◆ **DOCUMENT TEXT**:
Students losing out on potential scholarship money by missing chances to take SAT

Gretchen Wilson is excited to be celebrating a huge milestone. 

“I’m graduating tomorrow. I’m going to college next year,” Wilson said.   

The special day is a distraction from the stress she’s been feeling about how to pay for college next year. Until COVID-19 hit, the Mainland High School student thought she had that all figured out. 

“You go into senior year working towards that scholarship, and at the end of the year after prom is taken away and other things too, to have to worry about that,” she said.

Wilson is graduating with a 3.1 GPA.  She said she completed 100 hours of community service (25 more than what’s required) and now she’s still just one SAT question away from qualifying for the Bright Futures Scholarship. 

“I had taken it once and I was about 50 points away. I took it again and I was only 10 points away and I was like oh I’ll get it next time and then there wasn’t a next time,” Wilson said. 

SAT tests that were supposed to be given in April, May, and June were canceled because of the pandemic. The state extended the qualifying deadline for the scholarship until the end of July, but that’s not helping her.

“There’s no more testing. There’s no more opportunities for me to get that scholarship,” she explained.

◆ **THE DATA**:
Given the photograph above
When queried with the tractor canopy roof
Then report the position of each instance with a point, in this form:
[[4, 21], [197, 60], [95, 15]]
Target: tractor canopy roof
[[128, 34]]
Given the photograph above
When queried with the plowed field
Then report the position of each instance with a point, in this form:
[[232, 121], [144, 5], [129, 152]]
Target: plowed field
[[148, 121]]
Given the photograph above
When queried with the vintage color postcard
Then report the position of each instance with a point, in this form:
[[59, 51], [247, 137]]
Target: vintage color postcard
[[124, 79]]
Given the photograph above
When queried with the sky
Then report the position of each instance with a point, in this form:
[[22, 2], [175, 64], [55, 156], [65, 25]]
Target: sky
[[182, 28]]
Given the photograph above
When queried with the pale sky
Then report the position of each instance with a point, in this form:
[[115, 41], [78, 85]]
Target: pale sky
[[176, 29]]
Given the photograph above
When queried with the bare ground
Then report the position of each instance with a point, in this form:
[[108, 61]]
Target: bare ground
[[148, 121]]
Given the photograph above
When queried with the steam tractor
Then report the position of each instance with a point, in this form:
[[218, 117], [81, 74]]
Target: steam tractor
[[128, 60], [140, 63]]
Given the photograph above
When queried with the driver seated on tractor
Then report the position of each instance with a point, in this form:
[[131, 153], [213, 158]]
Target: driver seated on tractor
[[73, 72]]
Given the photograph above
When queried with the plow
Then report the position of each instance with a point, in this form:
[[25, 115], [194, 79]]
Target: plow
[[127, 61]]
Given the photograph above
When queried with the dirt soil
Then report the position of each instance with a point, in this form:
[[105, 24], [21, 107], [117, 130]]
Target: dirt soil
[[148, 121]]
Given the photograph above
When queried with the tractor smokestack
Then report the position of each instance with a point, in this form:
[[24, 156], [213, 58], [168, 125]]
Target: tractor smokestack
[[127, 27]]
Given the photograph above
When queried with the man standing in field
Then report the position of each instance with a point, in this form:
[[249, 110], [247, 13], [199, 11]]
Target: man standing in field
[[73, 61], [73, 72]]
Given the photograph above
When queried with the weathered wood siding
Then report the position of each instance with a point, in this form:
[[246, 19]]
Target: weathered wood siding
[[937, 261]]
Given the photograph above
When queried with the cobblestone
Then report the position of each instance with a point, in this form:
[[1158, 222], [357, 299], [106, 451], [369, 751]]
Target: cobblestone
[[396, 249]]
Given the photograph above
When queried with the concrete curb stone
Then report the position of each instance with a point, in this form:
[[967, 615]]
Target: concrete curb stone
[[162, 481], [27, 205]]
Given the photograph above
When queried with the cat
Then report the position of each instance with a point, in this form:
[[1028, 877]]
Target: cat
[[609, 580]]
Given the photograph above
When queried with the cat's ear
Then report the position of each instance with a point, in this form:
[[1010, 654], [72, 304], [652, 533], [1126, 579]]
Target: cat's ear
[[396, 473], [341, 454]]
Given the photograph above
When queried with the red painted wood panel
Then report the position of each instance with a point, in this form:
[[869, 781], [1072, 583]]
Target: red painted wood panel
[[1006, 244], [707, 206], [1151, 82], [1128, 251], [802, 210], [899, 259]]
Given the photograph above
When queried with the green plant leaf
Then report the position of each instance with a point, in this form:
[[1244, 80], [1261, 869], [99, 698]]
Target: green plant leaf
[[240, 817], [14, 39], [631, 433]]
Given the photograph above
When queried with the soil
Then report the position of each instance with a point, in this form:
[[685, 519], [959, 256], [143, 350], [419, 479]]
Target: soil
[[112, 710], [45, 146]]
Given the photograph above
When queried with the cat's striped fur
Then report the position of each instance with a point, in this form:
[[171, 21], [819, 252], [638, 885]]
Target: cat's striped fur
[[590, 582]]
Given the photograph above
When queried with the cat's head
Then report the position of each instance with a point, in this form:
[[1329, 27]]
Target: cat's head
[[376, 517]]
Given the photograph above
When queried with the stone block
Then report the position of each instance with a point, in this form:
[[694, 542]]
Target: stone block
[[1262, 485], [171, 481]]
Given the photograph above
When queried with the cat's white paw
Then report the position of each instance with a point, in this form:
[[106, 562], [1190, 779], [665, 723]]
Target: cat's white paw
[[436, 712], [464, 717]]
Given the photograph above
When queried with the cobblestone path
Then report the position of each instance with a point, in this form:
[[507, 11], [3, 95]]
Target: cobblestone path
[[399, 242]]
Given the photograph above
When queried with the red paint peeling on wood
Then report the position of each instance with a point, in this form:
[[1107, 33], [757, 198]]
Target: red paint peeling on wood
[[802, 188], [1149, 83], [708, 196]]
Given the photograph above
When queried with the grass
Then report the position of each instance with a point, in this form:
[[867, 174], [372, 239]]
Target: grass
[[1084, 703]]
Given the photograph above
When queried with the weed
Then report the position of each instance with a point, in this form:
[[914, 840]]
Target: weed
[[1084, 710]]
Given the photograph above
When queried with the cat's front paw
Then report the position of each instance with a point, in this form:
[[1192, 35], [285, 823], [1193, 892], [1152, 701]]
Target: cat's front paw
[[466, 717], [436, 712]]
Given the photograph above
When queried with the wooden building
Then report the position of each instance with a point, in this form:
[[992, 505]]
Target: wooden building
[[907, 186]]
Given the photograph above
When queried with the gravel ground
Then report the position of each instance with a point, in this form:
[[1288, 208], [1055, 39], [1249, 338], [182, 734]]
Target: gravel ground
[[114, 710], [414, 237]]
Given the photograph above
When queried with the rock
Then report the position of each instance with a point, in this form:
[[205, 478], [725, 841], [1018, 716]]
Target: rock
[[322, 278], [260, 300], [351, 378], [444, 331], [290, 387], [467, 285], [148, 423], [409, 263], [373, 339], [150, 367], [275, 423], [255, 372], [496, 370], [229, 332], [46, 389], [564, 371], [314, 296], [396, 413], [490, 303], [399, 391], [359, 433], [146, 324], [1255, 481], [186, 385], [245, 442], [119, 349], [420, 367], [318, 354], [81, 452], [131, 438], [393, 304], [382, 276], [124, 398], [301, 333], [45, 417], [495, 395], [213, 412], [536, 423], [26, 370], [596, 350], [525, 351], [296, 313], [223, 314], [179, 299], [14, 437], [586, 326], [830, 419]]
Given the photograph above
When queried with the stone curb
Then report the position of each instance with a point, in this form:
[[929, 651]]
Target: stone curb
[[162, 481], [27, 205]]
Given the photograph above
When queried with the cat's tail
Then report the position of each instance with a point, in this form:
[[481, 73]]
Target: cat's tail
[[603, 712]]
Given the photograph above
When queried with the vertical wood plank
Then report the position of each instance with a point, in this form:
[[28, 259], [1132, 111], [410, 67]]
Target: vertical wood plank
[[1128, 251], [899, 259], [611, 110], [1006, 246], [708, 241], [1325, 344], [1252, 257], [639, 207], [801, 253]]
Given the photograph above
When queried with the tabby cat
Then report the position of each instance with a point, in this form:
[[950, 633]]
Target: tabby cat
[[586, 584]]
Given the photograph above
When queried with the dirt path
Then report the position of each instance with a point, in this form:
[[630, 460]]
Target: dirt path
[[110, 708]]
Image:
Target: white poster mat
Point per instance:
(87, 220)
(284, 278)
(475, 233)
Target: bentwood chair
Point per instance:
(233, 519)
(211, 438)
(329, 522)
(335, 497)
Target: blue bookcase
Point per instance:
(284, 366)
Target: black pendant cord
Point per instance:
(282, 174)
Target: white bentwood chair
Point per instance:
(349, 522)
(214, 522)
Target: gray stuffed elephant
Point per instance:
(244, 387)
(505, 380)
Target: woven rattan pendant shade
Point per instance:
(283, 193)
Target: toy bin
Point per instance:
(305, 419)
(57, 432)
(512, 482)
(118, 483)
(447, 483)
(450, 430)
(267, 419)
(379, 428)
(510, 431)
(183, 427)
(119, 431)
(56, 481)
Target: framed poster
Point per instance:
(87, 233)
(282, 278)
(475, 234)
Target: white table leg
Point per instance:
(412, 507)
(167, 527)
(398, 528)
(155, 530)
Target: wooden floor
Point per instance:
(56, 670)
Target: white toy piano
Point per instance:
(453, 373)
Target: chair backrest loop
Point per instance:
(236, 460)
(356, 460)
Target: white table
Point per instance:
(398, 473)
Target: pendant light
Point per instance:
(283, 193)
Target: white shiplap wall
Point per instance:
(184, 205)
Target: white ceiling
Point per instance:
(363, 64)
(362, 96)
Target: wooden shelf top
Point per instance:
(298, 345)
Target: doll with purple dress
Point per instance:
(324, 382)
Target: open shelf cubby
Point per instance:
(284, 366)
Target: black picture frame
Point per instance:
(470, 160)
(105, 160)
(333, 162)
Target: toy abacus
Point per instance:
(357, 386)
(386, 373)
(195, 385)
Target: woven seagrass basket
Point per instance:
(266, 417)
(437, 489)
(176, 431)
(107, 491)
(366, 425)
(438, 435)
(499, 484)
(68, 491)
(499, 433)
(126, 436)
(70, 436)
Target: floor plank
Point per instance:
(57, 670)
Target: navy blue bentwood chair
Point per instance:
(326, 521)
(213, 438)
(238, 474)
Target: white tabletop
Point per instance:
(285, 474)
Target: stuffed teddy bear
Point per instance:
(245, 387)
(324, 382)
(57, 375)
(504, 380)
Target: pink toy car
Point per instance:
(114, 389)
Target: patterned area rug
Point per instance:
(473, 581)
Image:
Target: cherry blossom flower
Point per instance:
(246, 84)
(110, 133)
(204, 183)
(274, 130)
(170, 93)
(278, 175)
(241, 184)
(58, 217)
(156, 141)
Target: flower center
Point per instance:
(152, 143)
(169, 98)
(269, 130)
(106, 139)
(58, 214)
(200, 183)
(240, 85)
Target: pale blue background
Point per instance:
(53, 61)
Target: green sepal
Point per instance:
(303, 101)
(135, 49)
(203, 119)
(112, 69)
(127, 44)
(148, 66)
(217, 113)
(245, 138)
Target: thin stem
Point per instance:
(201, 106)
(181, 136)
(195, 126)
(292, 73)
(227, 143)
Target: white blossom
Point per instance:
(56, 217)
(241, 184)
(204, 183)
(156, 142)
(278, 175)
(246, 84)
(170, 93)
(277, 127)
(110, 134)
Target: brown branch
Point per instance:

◆ **PARTS OF THE EXERCISE**:
1. Decide whether each statement agrees with the SAT scholarship article, answering yes or no and quoting the words of the article that settle it: (a) Wilson completed 100 hours of community service. (b) The SAT tests scheduled for April, May, and June were canceled. (c) The state extended the scholarship's qualifying deadline until the end of August.
2. According to the SAT scholarship article, what GPA is Wilson graduating with?
3. Resume the SAT scholarship article after its final sentence.
The items are separate material and have nothing to do with the SAT scholarship article.

◆ **ANSWERS TO THIS EXERCISE**:
1.
(a) Yes: "She said she completed 100 hours of community service"
(b) Yes: "SAT tests that were supposed to be given in April, May, and June were canceled because of the pandemic."
(c) No: "The state extended the qualifying deadline for the scholarship until the end of July"

2. She is graduating with a 3.1 GPA.

3.
She said that’s robbing her of the potential for a 75% scholarship, covering what other scholarships haven’t for her tuition at Jacksonville University. 

“Probably about $20,000 a year I would have had paid by them,” she explained. 

Wilson and her mom wrote letters to Florida Governor Ron DeSantis and the State Board of Education, only to get an auto-reply in return. Wilson is trying not to let this get her down. 

“I fell in love with the school, and I’m going to be able to twirl there and perform there, which is exciting. I got the featured twirlers position,” she explained. 

She said it does stress her out knowing that, as of now, she will be graduating college in four years with $80,000 in student loans, something that was not part of her original academic plan.   She is still holding out hope for the deadline to be put off long enough so she can take the SATs one more time.